Please render the material below as a JSON list of strings, one string per line, with blank lines left out and the pictures omitted.
*** Opening Data extract ***
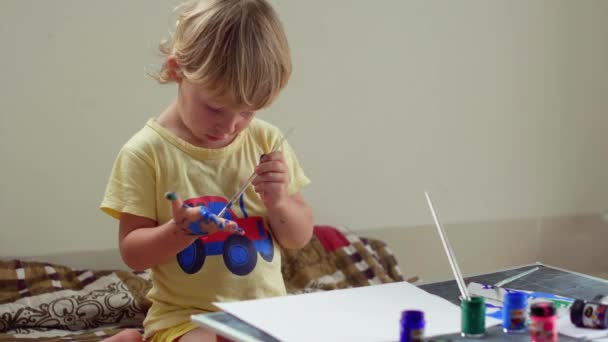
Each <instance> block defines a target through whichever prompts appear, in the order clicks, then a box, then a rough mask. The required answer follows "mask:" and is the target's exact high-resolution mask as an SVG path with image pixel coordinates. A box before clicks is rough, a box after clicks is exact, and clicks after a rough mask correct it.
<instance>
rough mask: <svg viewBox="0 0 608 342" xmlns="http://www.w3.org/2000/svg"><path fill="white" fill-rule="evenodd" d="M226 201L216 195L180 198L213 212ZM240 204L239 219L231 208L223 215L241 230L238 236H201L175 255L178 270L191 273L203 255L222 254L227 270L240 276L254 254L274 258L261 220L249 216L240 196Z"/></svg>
mask: <svg viewBox="0 0 608 342" xmlns="http://www.w3.org/2000/svg"><path fill="white" fill-rule="evenodd" d="M227 203H228V201H227V200H226V199H224V198H223V197H220V196H203V197H198V198H192V199H188V200H185V201H184V204H186V205H188V206H191V207H197V206H201V205H204V206H205V207H207V210H209V211H210V212H212V213H214V214H216V215H217V214H219V212H220V211H221V210H222V209H224V207H225V206H226V204H227ZM240 207H241V211H242V213H243V216H244V217H242V218H239V217H237V216H236V215H235V213H234V212H233V211H232V208H230V209H228V210H227V211H226V214H225V215H224V218H226V219H229V220H232V221H234V222H236V224H237V225H238V226H239V227H241V228H242V229H243V230H244V231H245V234H244V235H238V234H233V233H228V232H225V231H220V232H217V233H214V234H211V235H203V236H200V237H199V238H198V239H196V240H194V242H193V243H192V244H191V245H190V246H188V247H186V248H185V249H184V250H183V251H181V252H179V253H178V254H177V263H178V264H179V266H180V267H181V269H182V270H183V271H184V272H186V273H188V274H194V273H196V272H198V271H200V269H201V268H202V267H203V265H204V264H205V259H206V258H207V256H212V255H222V256H223V258H224V264H225V265H226V267H227V268H228V269H229V270H230V272H232V273H234V274H236V275H240V276H244V275H247V274H249V273H251V271H253V269H254V268H255V265H256V263H257V261H258V258H257V253H260V256H262V258H263V259H264V260H266V261H268V262H271V261H272V259H273V257H274V246H273V242H272V237H271V236H270V233H269V232H268V229H266V228H265V227H264V219H263V218H262V217H260V216H252V217H249V216H248V215H247V212H246V211H245V207H244V205H243V196H241V198H240Z"/></svg>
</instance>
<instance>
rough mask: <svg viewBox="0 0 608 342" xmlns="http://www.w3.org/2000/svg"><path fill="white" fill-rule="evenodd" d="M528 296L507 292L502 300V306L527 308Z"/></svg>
mask: <svg viewBox="0 0 608 342" xmlns="http://www.w3.org/2000/svg"><path fill="white" fill-rule="evenodd" d="M527 301H528V294H526V293H524V292H507V293H506V294H505V298H504V303H505V304H504V305H506V306H511V307H516V308H521V307H525V306H527V304H528V303H527Z"/></svg>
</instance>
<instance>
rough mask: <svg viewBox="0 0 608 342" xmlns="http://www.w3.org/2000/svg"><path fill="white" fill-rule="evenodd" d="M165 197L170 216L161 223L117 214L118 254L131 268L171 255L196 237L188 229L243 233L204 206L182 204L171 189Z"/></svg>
mask: <svg viewBox="0 0 608 342" xmlns="http://www.w3.org/2000/svg"><path fill="white" fill-rule="evenodd" d="M167 199H169V200H170V201H171V207H172V210H173V219H172V220H170V221H168V222H166V223H164V224H162V225H158V223H157V222H156V221H154V220H152V219H149V218H146V217H141V216H136V215H132V214H128V213H122V214H121V215H120V231H119V246H120V254H121V256H122V259H123V261H124V262H125V263H126V264H127V266H129V267H131V268H132V269H135V270H145V269H147V268H150V267H152V266H155V265H158V264H161V263H163V262H166V261H167V260H169V259H170V258H172V257H175V255H176V254H177V253H179V252H181V251H182V250H183V249H184V248H186V247H188V245H190V244H191V243H192V242H194V240H196V239H198V238H199V236H197V235H189V234H187V232H189V231H194V230H196V231H200V232H203V233H208V234H212V233H214V232H217V231H219V230H222V229H226V230H229V231H231V232H234V233H239V234H243V231H242V230H241V229H240V228H239V227H238V226H237V225H236V223H235V222H233V221H230V220H225V219H222V218H218V217H216V216H215V215H213V214H206V213H205V210H204V208H200V207H194V208H191V207H188V206H184V205H183V202H182V201H181V200H180V199H179V198H178V197H177V195H175V194H173V193H169V194H167ZM190 225H194V227H192V226H190Z"/></svg>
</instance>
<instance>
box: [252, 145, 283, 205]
*** Closing Data extract ***
▸ Result of the exercise
[
  "Each <instance> block defines a target through whichever prompts appear, in the order clicks, then a box, then a rough mask. The required answer follows \"mask:\" and is the target's exact high-resolution mask as an SVG path with image pixel coordinates. A box before clicks is rough, a box after clicks is exact, and clicks after a rough mask correct it.",
  "<instance>",
  "rough mask: <svg viewBox=\"0 0 608 342\" xmlns=\"http://www.w3.org/2000/svg\"><path fill=\"white\" fill-rule=\"evenodd\" d=\"M226 201L216 195L180 198L213 212ZM240 204L239 219L231 208L223 215L241 230L238 236H201L175 255L178 270L191 273L203 255L222 254L227 270L240 276L254 254L274 258L261 220L249 216L240 196Z\"/></svg>",
  "mask: <svg viewBox=\"0 0 608 342\" xmlns=\"http://www.w3.org/2000/svg\"><path fill=\"white\" fill-rule=\"evenodd\" d=\"M227 203H228V201H227V200H226V199H224V198H223V197H220V196H203V197H198V198H192V199H188V200H185V201H184V204H186V205H188V206H191V207H197V206H201V205H204V206H205V207H207V210H209V211H210V212H212V213H214V214H216V215H217V214H219V212H220V211H221V210H222V209H224V207H225V206H226V204H227ZM240 207H241V211H242V213H243V216H244V217H242V218H239V217H237V216H236V215H235V213H234V212H233V211H232V208H230V209H228V210H227V211H226V214H225V215H224V218H226V219H229V220H232V221H234V222H236V224H237V225H238V226H239V227H241V228H242V229H243V230H244V231H245V234H244V235H238V234H233V233H228V232H225V231H220V232H217V233H214V234H211V235H203V236H200V237H199V238H198V239H196V240H194V242H193V243H192V244H191V245H190V246H188V247H186V248H185V249H184V250H183V251H181V252H179V253H178V254H177V263H178V264H179V266H180V267H181V269H182V270H183V271H184V272H186V273H188V274H194V273H196V272H198V271H200V269H201V268H202V267H203V265H204V264H205V259H206V258H207V256H212V255H222V256H223V258H224V264H225V265H226V267H227V268H228V269H229V270H230V272H232V273H234V274H236V275H240V276H244V275H247V274H249V273H251V271H253V269H254V268H255V265H256V263H257V261H258V258H257V253H260V256H262V258H263V259H264V260H266V261H268V262H271V261H272V259H273V257H274V246H273V242H272V237H271V236H270V233H269V232H268V229H266V228H265V227H264V219H263V218H262V217H260V216H252V217H249V216H248V215H247V212H246V211H245V207H244V205H243V196H241V198H240Z\"/></svg>",
  "</instance>",
  "<instance>",
  "rough mask: <svg viewBox=\"0 0 608 342\" xmlns=\"http://www.w3.org/2000/svg\"><path fill=\"white\" fill-rule=\"evenodd\" d=\"M528 296L507 292L502 300V306L527 308Z\"/></svg>",
  "mask: <svg viewBox=\"0 0 608 342\" xmlns=\"http://www.w3.org/2000/svg\"><path fill=\"white\" fill-rule=\"evenodd\" d=\"M527 301H528V294H526V293H524V292H507V293H506V294H505V298H504V303H505V304H504V305H506V306H511V307H516V308H521V307H525V306H527V304H528V303H527Z\"/></svg>",
  "</instance>",
  "<instance>",
  "rough mask: <svg viewBox=\"0 0 608 342\" xmlns=\"http://www.w3.org/2000/svg\"><path fill=\"white\" fill-rule=\"evenodd\" d=\"M165 197L170 216L161 223L117 214L118 254L131 268L171 255L196 237L188 229L243 233L204 206L182 204L171 189Z\"/></svg>",
  "mask: <svg viewBox=\"0 0 608 342\" xmlns=\"http://www.w3.org/2000/svg\"><path fill=\"white\" fill-rule=\"evenodd\" d=\"M167 199H169V200H170V201H171V207H172V210H173V219H172V220H170V221H168V222H166V223H164V224H162V225H158V223H157V222H156V221H154V220H152V219H149V218H146V217H141V216H136V215H132V214H128V213H122V214H121V215H120V231H119V246H120V254H121V256H122V259H123V261H124V262H125V263H126V264H127V266H129V267H131V268H132V269H135V270H145V269H147V268H150V267H152V266H155V265H158V264H161V263H163V262H166V261H167V260H169V259H170V258H172V257H175V255H176V254H177V253H179V252H181V251H182V250H183V249H184V248H186V247H188V245H190V244H191V243H192V242H194V240H196V239H198V238H199V236H197V235H189V234H187V232H189V231H194V230H196V231H200V232H203V233H208V234H212V233H214V232H217V231H219V230H222V229H226V230H229V231H231V232H234V233H239V234H243V231H242V230H241V229H240V228H239V227H238V226H237V225H236V223H235V222H233V221H230V220H225V219H222V218H218V217H216V216H215V215H213V214H206V213H205V210H204V208H200V207H194V208H191V207H188V206H184V205H183V202H182V201H181V200H180V199H179V198H178V197H177V195H175V194H173V193H169V194H167ZM190 225H194V227H192V226H190Z\"/></svg>",
  "</instance>",
  "<instance>",
  "box: [252, 145, 283, 205]"
]